**TASK SET**
1 – Shorten the paragraph in the Bessel's correction text that begins "If our first score happened to be the lowest possible value of x" and keep its main facts.
2 – Reproduce the Bessel's correction text word for word from "If we think" to "is only 25%.".
3 – Please carry on the Bessel's correction text from the point where it stops.

**TEXT**

********************

In this video I answer the common question of why we divide by n-1 when calculating variance from a sample, known as Bessel's Correction. I focus on conceptual understanding of why this adjustment is needed and why n-1 is the appropriate adjustment on average, rather than making up a population and possible samples to illustrate this. I show why x-bar (the mean of the sample) tends to underestimate the squared deviations, then provide 2 arguments for why n-1 adjusts for this; one based on degrees of freedom, and the other based on trying to estimate the average amount of bias of the sample variance.
Here's a more detailed explanation for why the average bias is cut in half when moving from a sample of 1 to a sample of 2, etc. for larger samples, which I didn't fully explain in the video:
We can think of this bias relating to how bad our estimate of mu (and thus our estimate of deviations) can possibly be.
If we think about using 1 score to estimate mu, it could be anywhere on the full range of x in the population. Now we can ask how much adding a 2nd score would improve our estimate of mu and our deviations. If we assume a normal distribution, the probability of any one score being above or below mu is 50%, but the probability of selecting 2 scores on the same side is only 25%.
And the lower the first score is, the greater the probability the second score will be above that score and improve the estimate (though it could over-correct in the other direction).
If our first score happened to be the lowest possible value of x, then any 2nd score could only move our estimate of x-bar closer to the true population mean or keep it the same. We can't be any more wrong in our estimate of mu; getting the same extreme low value again wouldn't change x-bar, and even if the 2nd score were the highest possible value of x, this would just bring x-bar to the population mean because the distribution is symmetrical. So a 2nd score could improve our estimate up to being exactly correct, with 0% chance of over-estimating mu.
But as the first score falls closer to the true population mean, the probability that a 2nd score will improve the estimate of x-bar decreases, and the possibility of worsening the estimate starts to increase (because it's more and more likely to get values below the first score, and high values could now over-correct, giving us estimates that are farther above mu than the first score was below it). But the maximum amount it could possibly worsen the estimate is cut in half because the 2nd score will only move x-bar half its distance from the 1st score.

********************

**MATERIAL**

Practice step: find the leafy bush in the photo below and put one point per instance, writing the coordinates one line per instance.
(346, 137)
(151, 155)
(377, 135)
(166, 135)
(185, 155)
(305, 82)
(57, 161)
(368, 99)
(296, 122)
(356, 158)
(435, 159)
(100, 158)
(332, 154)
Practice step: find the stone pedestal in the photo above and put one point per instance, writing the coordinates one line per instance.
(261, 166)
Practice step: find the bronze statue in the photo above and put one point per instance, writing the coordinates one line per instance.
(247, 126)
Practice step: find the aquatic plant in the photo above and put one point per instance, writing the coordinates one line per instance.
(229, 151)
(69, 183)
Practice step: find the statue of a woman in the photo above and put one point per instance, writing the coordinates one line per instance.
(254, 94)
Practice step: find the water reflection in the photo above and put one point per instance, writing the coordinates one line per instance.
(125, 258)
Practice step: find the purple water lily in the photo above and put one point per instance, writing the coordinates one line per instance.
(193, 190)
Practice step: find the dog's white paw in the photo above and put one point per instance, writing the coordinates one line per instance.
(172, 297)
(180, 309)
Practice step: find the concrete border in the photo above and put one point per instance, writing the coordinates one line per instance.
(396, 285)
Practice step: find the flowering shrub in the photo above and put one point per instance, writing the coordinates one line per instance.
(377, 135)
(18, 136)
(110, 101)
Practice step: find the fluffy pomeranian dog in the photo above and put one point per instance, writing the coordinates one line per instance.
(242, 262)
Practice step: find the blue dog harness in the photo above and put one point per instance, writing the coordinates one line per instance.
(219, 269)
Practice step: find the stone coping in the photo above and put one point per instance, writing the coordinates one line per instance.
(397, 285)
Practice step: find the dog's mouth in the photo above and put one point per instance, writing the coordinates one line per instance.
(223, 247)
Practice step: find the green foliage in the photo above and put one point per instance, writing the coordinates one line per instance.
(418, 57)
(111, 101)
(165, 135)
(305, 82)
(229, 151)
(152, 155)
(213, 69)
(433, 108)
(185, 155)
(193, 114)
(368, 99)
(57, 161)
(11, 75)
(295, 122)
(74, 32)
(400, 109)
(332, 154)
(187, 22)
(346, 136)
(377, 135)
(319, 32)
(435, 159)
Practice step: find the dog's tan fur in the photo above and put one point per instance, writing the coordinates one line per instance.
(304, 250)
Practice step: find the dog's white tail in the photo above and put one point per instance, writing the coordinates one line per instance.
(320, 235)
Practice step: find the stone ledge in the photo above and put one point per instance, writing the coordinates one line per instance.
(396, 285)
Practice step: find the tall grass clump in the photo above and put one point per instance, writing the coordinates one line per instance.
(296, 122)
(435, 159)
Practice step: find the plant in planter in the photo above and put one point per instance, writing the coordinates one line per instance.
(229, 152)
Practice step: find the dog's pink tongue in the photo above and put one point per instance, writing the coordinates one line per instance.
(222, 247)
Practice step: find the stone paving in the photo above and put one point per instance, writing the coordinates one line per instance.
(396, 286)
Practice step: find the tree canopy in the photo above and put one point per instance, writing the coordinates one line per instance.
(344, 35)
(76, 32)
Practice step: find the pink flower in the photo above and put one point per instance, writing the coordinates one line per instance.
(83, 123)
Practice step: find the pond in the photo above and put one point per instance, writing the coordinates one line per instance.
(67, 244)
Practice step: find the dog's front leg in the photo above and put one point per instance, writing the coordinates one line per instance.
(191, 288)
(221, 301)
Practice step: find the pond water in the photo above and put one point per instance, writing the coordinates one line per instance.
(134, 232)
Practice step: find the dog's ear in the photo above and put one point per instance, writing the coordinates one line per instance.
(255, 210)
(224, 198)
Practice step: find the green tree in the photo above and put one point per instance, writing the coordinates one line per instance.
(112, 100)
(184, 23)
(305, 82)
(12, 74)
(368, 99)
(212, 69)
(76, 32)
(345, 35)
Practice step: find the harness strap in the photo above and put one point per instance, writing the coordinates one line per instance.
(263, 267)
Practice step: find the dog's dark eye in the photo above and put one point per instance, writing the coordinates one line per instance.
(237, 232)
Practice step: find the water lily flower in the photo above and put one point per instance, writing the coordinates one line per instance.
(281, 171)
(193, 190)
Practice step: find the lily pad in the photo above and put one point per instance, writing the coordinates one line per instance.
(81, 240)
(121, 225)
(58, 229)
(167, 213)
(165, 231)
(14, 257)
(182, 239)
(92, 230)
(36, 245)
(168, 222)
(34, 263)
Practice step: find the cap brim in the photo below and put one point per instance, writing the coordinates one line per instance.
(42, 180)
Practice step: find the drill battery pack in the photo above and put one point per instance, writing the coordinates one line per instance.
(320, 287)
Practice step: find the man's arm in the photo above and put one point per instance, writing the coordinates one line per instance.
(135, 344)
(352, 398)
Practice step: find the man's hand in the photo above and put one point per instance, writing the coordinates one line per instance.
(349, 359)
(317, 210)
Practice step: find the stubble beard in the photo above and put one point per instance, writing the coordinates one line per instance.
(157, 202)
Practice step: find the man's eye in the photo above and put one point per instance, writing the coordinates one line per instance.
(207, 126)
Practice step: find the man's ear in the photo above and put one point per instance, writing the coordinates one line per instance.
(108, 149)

********************

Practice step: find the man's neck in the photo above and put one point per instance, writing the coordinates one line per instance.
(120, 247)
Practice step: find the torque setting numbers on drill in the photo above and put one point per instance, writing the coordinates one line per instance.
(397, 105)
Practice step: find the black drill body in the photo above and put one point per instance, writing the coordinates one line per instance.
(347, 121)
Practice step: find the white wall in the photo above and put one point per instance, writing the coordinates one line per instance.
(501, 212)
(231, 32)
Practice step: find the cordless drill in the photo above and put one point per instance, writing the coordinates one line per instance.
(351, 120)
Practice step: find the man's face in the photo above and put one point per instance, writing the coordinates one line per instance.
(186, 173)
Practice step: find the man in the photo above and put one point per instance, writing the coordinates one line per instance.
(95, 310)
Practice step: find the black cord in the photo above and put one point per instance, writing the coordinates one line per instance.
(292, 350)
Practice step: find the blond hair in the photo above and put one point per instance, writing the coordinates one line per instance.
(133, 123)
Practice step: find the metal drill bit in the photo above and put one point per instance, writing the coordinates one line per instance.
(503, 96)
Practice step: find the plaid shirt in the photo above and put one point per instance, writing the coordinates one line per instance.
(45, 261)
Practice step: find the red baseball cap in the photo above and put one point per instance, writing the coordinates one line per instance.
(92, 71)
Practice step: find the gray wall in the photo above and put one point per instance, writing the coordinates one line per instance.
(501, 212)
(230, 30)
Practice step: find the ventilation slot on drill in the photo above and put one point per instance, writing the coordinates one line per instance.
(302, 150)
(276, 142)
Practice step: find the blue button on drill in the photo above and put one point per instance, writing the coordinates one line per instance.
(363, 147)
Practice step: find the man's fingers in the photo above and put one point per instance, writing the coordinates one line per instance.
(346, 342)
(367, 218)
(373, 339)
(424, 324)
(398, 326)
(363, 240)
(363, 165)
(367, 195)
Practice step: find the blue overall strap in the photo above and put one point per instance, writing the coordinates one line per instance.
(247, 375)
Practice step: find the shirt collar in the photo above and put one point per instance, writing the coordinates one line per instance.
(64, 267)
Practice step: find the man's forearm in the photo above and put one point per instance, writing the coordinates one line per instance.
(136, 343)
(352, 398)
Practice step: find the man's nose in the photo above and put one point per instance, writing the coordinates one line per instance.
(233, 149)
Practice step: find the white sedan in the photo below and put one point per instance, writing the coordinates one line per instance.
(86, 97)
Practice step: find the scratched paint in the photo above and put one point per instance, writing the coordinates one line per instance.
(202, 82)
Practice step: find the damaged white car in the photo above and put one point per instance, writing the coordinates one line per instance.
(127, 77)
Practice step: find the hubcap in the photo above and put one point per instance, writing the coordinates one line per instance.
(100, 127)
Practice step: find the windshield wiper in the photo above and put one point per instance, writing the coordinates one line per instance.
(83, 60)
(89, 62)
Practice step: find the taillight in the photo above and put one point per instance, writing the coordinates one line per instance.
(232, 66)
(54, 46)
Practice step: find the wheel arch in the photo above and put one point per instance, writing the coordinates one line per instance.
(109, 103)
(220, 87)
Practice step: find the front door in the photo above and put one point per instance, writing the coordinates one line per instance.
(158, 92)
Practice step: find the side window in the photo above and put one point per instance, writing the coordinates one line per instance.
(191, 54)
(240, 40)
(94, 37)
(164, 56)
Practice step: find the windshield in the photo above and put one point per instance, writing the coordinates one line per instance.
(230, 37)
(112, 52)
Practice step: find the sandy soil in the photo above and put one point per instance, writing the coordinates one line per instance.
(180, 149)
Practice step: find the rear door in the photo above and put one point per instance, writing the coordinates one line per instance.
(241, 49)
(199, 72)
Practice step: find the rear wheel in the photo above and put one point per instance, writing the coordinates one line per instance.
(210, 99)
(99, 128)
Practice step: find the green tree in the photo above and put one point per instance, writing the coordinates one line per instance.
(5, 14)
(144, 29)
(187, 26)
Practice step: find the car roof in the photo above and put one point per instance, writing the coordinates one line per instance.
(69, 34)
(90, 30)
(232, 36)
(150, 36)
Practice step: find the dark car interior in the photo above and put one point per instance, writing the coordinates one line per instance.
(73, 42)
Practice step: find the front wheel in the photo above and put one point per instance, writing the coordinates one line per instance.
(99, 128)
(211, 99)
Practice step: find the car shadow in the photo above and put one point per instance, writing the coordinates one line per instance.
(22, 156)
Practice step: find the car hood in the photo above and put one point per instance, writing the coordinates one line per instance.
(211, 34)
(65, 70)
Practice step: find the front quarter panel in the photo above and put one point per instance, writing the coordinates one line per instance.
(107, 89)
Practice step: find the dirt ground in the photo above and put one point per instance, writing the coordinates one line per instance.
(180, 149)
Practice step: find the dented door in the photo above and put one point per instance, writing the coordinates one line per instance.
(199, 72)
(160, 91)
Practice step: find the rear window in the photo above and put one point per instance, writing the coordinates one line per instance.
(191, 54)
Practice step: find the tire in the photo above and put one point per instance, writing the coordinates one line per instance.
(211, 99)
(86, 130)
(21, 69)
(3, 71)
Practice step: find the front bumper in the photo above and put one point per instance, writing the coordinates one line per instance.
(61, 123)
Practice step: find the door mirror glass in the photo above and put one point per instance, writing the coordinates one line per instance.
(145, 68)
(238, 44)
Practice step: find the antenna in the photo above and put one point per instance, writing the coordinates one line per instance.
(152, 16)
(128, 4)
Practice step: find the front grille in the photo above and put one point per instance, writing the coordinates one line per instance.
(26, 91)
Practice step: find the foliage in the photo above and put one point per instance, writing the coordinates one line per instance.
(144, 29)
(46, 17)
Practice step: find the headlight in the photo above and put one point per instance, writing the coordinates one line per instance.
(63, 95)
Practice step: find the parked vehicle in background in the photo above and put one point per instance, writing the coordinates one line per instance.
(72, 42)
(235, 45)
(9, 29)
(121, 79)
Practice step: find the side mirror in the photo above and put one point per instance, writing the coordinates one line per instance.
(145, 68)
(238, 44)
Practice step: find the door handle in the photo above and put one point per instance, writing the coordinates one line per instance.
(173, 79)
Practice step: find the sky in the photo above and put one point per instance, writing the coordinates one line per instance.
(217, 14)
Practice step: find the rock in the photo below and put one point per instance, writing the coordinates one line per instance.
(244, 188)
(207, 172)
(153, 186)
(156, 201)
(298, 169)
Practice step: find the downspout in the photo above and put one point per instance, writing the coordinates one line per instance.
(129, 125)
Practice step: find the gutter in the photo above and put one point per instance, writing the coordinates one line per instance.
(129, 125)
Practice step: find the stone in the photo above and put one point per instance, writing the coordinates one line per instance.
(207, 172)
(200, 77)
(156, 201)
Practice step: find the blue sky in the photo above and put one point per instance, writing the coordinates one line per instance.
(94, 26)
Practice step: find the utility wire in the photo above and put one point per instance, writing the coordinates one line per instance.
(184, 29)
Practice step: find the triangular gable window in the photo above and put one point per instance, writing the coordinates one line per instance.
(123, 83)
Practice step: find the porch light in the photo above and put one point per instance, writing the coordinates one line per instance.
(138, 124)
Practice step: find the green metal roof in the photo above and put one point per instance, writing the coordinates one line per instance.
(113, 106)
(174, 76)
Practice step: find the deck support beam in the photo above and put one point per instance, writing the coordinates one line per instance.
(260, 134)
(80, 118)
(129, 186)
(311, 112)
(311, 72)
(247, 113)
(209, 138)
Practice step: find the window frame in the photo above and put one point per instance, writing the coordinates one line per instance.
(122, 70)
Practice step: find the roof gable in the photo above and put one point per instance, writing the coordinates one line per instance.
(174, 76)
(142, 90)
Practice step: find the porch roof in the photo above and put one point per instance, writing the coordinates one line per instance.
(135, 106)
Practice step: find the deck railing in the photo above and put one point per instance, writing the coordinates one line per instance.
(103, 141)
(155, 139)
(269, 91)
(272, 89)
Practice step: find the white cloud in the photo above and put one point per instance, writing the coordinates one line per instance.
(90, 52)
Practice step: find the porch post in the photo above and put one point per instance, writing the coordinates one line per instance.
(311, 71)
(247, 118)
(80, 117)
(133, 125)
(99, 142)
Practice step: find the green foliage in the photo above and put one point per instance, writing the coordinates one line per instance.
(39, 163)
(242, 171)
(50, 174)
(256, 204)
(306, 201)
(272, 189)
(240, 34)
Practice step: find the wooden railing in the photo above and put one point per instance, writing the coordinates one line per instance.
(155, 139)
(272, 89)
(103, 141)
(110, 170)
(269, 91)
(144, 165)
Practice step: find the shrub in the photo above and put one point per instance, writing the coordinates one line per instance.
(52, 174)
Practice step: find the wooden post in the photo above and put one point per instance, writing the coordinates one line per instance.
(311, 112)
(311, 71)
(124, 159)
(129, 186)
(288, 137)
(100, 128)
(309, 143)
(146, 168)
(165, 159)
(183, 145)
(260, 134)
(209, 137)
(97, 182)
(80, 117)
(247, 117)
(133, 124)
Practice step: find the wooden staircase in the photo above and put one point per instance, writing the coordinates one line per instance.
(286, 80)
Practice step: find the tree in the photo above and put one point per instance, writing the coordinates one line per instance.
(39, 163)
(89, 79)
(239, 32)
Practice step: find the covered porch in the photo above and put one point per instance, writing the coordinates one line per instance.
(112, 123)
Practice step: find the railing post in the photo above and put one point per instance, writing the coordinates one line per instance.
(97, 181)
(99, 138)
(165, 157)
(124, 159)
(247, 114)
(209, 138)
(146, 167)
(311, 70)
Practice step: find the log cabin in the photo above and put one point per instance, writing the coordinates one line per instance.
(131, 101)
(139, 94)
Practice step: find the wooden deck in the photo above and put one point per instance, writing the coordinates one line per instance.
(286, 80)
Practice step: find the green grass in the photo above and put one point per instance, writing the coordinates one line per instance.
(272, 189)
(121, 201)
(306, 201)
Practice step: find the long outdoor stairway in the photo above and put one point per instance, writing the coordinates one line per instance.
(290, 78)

********************

**RESPONSES FOR EACH TASK**
1 – If the first score is the lowest possible value of x, a second score can only move x-bar closer to the population mean or leave it unchanged. Drawing that same extreme low value again would not change x-bar. Because the distribution is symmetrical, even the highest possible value would only bring x-bar to the population mean. The second score can therefore improve the estimate up to being exactly correct, with no chance of over-estimating mu.

2 –
If we think about using 1 score to estimate mu, it could be anywhere on the full range of x in the population. Now we can ask how much adding a 2nd score would improve our estimate of mu and our deviations. If we assume a normal distribution, the probability of any one score being above or below mu is 50%, but the probability of selecting 2 scores on the same side is only 25%.

3 –
So if the first score happened to be the true population mean (which we wouldn't actually know), a second score could only keep this the same or worsen this a maximum of 50% in either direction compared to how bad the estimate could possibly be with only one score by itself.
So then if we imagine all the different possible combinations of 2 scores and the probabilities of their pairings, having a second score will improve some estimates and worsen others (depending on how close the first score was to mu) but cut the occurrence of extremes in half. The extreme estimates are still possible (2 extremely low or high scores together) but these are half as likely to occur as they would be if we had only picked one score to estimate mu.
This continues as n increases. If the current x-bar differs from mu, then the probability an additional score will shift it in the correct direction is always greater than 50% (because more than half of scores in the population will be above or below that estimate) while the amount it might over-correct gets smaller and smaller (the 10th score can only pull the mean a maximum of 10% of its distance from the estimate using 9 scores, etc.).
To give a concrete example; if I had 2 people, one with an IQ of 100 and one with 140, my estimate of mu (assume it's 100 in the population) could be off by 40 using just the 2nd score, but only off by 20 using both scores. If I had an average of 100 from 9 people and added a 10th at 140, my estimate would only move to 104, compared to possibly being off by 40 if I had used the single 10th score by itself.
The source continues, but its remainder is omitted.